-- Raw records start --

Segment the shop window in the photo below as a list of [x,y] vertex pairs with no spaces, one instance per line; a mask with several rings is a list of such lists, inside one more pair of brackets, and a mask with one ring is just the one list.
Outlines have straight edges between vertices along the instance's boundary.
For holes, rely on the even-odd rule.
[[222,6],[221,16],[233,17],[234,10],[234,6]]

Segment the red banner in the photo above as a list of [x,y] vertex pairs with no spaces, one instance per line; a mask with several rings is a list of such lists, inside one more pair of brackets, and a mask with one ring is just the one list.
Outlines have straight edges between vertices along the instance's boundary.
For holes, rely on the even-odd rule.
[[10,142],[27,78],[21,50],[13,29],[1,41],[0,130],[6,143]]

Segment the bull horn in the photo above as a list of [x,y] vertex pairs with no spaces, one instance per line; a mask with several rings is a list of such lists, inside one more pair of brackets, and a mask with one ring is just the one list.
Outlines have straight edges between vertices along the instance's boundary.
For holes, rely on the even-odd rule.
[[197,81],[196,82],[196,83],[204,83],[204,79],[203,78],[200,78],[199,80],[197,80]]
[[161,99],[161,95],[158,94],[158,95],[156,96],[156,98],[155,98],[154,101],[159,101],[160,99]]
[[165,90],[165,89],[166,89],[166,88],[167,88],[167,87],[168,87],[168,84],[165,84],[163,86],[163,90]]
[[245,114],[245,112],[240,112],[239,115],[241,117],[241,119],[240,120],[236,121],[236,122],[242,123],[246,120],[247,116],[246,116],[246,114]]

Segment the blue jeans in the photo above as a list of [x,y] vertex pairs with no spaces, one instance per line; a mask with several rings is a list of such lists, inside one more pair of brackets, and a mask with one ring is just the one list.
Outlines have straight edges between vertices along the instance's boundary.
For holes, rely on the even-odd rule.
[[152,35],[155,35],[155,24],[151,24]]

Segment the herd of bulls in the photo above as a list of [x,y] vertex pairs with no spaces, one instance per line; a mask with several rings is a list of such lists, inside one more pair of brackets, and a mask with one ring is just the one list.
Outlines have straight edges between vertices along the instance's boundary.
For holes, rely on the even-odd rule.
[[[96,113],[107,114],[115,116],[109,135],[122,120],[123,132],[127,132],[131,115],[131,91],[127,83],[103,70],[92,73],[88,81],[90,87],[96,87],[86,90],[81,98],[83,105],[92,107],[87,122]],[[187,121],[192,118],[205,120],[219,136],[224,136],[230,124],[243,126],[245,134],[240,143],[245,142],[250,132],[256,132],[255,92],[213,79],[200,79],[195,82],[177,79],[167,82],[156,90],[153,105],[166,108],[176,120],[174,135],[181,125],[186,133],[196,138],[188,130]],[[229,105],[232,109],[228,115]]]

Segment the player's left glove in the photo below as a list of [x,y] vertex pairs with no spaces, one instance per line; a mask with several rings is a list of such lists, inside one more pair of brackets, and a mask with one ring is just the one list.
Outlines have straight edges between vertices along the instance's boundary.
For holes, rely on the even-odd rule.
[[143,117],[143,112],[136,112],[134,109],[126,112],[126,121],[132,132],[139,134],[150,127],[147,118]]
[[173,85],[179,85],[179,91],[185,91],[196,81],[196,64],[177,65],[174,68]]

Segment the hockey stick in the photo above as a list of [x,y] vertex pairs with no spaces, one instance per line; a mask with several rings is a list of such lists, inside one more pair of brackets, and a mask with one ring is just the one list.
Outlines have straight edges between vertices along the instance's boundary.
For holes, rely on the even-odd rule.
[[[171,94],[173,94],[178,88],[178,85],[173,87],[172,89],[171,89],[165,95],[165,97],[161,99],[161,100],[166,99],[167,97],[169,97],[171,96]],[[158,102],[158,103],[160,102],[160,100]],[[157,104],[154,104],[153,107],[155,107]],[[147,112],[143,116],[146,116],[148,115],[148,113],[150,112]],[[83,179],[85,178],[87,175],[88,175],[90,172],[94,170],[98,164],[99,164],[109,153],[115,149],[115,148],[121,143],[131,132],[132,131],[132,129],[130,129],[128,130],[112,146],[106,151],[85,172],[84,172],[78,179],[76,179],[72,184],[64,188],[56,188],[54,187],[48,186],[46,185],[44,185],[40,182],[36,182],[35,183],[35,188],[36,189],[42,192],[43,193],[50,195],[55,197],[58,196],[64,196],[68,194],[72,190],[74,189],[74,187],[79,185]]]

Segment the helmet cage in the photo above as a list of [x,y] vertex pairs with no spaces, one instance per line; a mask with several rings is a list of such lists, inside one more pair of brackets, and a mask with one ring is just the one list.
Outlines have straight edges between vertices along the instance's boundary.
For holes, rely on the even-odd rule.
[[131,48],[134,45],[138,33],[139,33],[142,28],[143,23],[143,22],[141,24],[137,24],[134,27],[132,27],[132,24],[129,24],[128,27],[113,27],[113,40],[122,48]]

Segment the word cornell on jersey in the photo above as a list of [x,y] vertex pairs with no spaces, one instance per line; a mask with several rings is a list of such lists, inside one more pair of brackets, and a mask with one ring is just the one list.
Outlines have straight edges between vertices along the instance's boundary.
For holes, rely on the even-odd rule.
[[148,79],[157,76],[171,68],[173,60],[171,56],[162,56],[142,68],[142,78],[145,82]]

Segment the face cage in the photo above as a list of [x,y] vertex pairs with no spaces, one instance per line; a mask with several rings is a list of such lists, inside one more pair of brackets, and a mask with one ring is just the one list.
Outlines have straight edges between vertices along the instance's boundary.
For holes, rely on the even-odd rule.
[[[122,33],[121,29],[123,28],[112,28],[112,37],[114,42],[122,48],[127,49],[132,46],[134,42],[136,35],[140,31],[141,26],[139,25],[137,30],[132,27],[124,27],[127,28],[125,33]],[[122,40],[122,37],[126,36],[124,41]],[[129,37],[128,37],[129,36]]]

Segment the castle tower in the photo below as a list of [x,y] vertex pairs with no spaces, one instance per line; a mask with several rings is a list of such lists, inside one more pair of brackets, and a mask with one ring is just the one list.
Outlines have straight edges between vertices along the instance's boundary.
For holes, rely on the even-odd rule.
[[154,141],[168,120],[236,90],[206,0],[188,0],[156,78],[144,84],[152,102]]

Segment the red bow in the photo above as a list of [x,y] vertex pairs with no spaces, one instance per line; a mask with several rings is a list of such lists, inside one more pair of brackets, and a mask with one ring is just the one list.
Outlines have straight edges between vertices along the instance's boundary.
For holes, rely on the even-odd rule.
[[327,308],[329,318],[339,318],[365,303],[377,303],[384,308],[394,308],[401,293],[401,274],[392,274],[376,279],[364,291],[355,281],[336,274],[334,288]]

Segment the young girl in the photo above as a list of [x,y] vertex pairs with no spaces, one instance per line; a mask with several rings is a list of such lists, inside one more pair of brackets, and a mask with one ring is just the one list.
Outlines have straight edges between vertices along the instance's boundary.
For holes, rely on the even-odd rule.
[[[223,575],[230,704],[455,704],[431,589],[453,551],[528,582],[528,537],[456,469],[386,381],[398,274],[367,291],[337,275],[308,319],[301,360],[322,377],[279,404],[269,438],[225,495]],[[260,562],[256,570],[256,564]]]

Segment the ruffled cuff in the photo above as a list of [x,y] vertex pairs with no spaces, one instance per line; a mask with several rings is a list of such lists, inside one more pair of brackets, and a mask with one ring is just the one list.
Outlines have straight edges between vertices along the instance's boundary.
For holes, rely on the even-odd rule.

-- Raw records end --

* [Short exercise]
Write out the records shown above, exactly as they appear.

* [Solution for this problem]
Segment the shop window in the photo below as a list of [x,y] vertex pairs with no spaces, one instance per line; a mask with several rings is a list of such lists, inside one more pair of brackets, and a mask with one ring is just the one list.
Outlines have straight edges between vertices along the instance's boundary.
For holes, rely on the even-odd rule.
[[222,6],[221,16],[233,17],[234,10],[234,6]]

Segment the red banner in the photo above as a list of [x,y] vertex pairs with no spaces, one instance per line; a mask with several rings is a list of such lists, inside one more pair of brackets, and a mask with one ring is just the one list.
Outlines have straight edges between vertices along the instance's boundary.
For holes, rely on the even-odd rule.
[[10,142],[27,78],[21,50],[13,29],[1,41],[0,130],[6,143]]

Segment the bull horn in the photo above as a list of [x,y] vertex pairs with no spaces, one instance per line; a mask with several rings is a list of such lists, inside one more pair of brackets, and a mask with one ring is just the one list.
Outlines have straight edges between vertices along the instance's boundary.
For holes, rely on the even-odd rule.
[[197,81],[196,82],[196,83],[204,83],[204,79],[203,78],[200,78],[199,80],[197,80]]
[[161,99],[161,95],[158,94],[158,95],[156,96],[156,98],[155,98],[154,101],[159,101],[160,99]]
[[165,90],[165,89],[166,89],[166,88],[167,88],[167,87],[168,87],[168,84],[165,84],[163,86],[163,90]]
[[245,114],[245,112],[240,112],[239,115],[241,117],[241,119],[240,120],[236,121],[236,122],[242,123],[246,120],[247,116],[246,116],[246,114]]

Segment the blue jeans in the photo above as a list of [x,y] vertex pairs with no spaces, one instance per line; a mask with several rings is a list of such lists, inside one more pair of brackets, and a mask with one ring is just the one list.
Outlines have straight edges between vertices along the instance's boundary.
For holes, rely on the even-odd rule.
[[152,35],[155,35],[155,24],[151,24]]

Segment the herd of bulls in the photo above as a list of [x,y] vertex pairs with no spaces, one instance per line; a mask with several rings is a list of such lists, inside one more pair of brackets, and a mask with one ring is just the one list.
Outlines have straight edges between vertices along the instance's boundary.
For holes, rely on the even-odd rule.
[[[96,113],[107,114],[115,116],[109,135],[122,120],[123,132],[127,132],[131,115],[131,91],[127,83],[103,70],[92,73],[88,81],[90,87],[96,87],[86,90],[81,98],[83,105],[92,107],[87,122]],[[187,121],[192,118],[205,120],[219,136],[224,136],[230,124],[243,126],[245,134],[240,143],[245,142],[250,132],[256,132],[255,92],[213,79],[200,79],[195,82],[177,79],[167,82],[156,90],[153,105],[166,108],[176,120],[174,135],[181,125],[186,133],[196,138],[188,130]],[[229,105],[232,109],[228,115]]]

Segment the player's left glove in the photo below as a list of [x,y] vertex pairs with no spaces, one instance per line; a mask with several rings is a list of such lists, inside one more pair of brackets, and a mask with one ring is just the one list.
Outlines have straight edges between vertices along the instance's boundary.
For holes, rely on the even-odd rule.
[[143,117],[143,112],[136,112],[134,109],[126,112],[126,121],[132,132],[139,134],[150,127],[147,118]]
[[173,85],[179,85],[179,91],[185,91],[196,81],[196,64],[177,65],[174,68]]

Segment the hockey stick in the photo above as a list of [x,y] vertex pairs with no spaces, one instance per line; a mask with several rings is a list of such lists, inside one more pair of brackets, and a mask with one ring is just the one list.
Outlines have straight edges between vertices along the instance's boundary.
For holes, rely on the even-odd rule.
[[[171,94],[173,94],[178,88],[178,85],[173,87],[172,89],[171,89],[165,95],[165,97],[161,99],[161,100],[166,99],[167,97],[169,97],[171,96]],[[158,102],[158,103],[160,102],[160,100]],[[157,104],[154,104],[153,107],[155,107]],[[147,112],[143,116],[146,116],[148,115],[148,113],[150,112]],[[83,179],[85,178],[87,175],[88,175],[90,172],[94,170],[98,164],[99,164],[109,153],[115,149],[115,148],[121,143],[131,132],[132,131],[132,129],[130,129],[128,130],[112,146],[106,151],[85,172],[84,172],[78,179],[76,179],[72,184],[64,188],[56,188],[54,187],[48,186],[46,185],[44,185],[40,182],[36,182],[35,183],[35,188],[36,189],[42,192],[43,193],[50,195],[55,197],[58,196],[64,196],[68,194],[72,190],[74,189],[74,187],[79,185]]]

Segment the helmet cage in the photo above as a list of [x,y] vertex pairs with no spaces, one instance per line; a mask with several rings is a list of such lists, inside one more pair of brackets, and a mask with one ring is just the one list.
Outlines have straight edges between vertices along the instance's boundary.
For holes, rely on the even-odd rule.
[[131,48],[134,45],[138,33],[139,33],[142,28],[143,23],[143,22],[141,24],[137,24],[134,27],[132,27],[132,24],[129,24],[128,27],[113,27],[113,40],[122,48]]

Segment the word cornell on jersey in the photo above as a list of [x,y] vertex pairs with no spaces, one instance per line; a mask with several rings is a list of such lists, inside one more pair of brackets, and a mask with one ring is just the one list.
Outlines have straight edges between vertices along the instance's boundary.
For holes, rely on the even-odd rule.
[[148,79],[157,76],[171,68],[173,60],[171,56],[162,56],[142,68],[142,78],[145,82]]

Segment the face cage in the photo above as a list of [x,y] vertex pairs with no spaces, one instance per line; a mask with several rings is a list of such lists, inside one more pair of brackets, and a mask with one ring is just the one list.
Outlines have straight edges between vertices along the instance's boundary.
For holes, rely on the even-odd rule.
[[[122,33],[121,29],[123,28],[112,28],[112,37],[114,42],[122,48],[127,49],[132,46],[134,42],[136,35],[140,31],[141,26],[139,25],[137,30],[132,27],[124,27],[127,28],[125,33]],[[122,40],[122,37],[126,36],[124,41]],[[129,37],[128,37],[129,36]]]

Segment the castle tower in the photo below as a list of [x,y] vertex pairs with no spaces, one instance per line; a mask with several rings is a list of such lists, inside one more pair of brackets, and a mask with one ring is just the one list.
Outlines have straight edges between vertices along the instance's boundary.
For holes, rely on the even-odd rule.
[[154,141],[168,120],[236,90],[206,0],[188,0],[156,78],[144,84],[152,102]]

Segment the red bow in the photo above as a list of [x,y] vertex pairs with no spaces, one instance per line; a mask with several rings is a list of such lists, inside one more pair of brackets, and a mask with one ring is just the one list.
Outlines have straight edges between vertices along the instance's boundary.
For holes, rely on the even-odd rule.
[[327,308],[329,318],[339,318],[365,303],[377,303],[384,308],[394,308],[401,293],[401,274],[392,274],[376,279],[364,291],[355,281],[336,274],[334,288]]

Segment the young girl in the photo above as a list of [x,y] vertex pairs with no spaces, one instance per line; a mask with several rings is a list of such lists, inside one more pair of brackets, and a mask with one ring is just the one list.
Outlines have straight edges between vertices along the instance's boundary.
For holes, rely on the even-odd rule.
[[[223,575],[230,704],[455,704],[431,589],[453,551],[528,582],[528,537],[456,469],[386,381],[398,274],[367,291],[337,275],[308,319],[301,360],[322,377],[279,404],[269,438],[225,495]],[[260,562],[256,570],[256,564]]]

Segment the ruffled cuff in the photo above as a list of [x,y] vertex pairs with no spaces, one instance per line; a mask with several rings is a list of such lists, inside one more pair of brackets, and a mask with one ring is just the one list.
Outlines have straight edges between vertices along the instance's boundary.
For holes, rely on the even-odd rule.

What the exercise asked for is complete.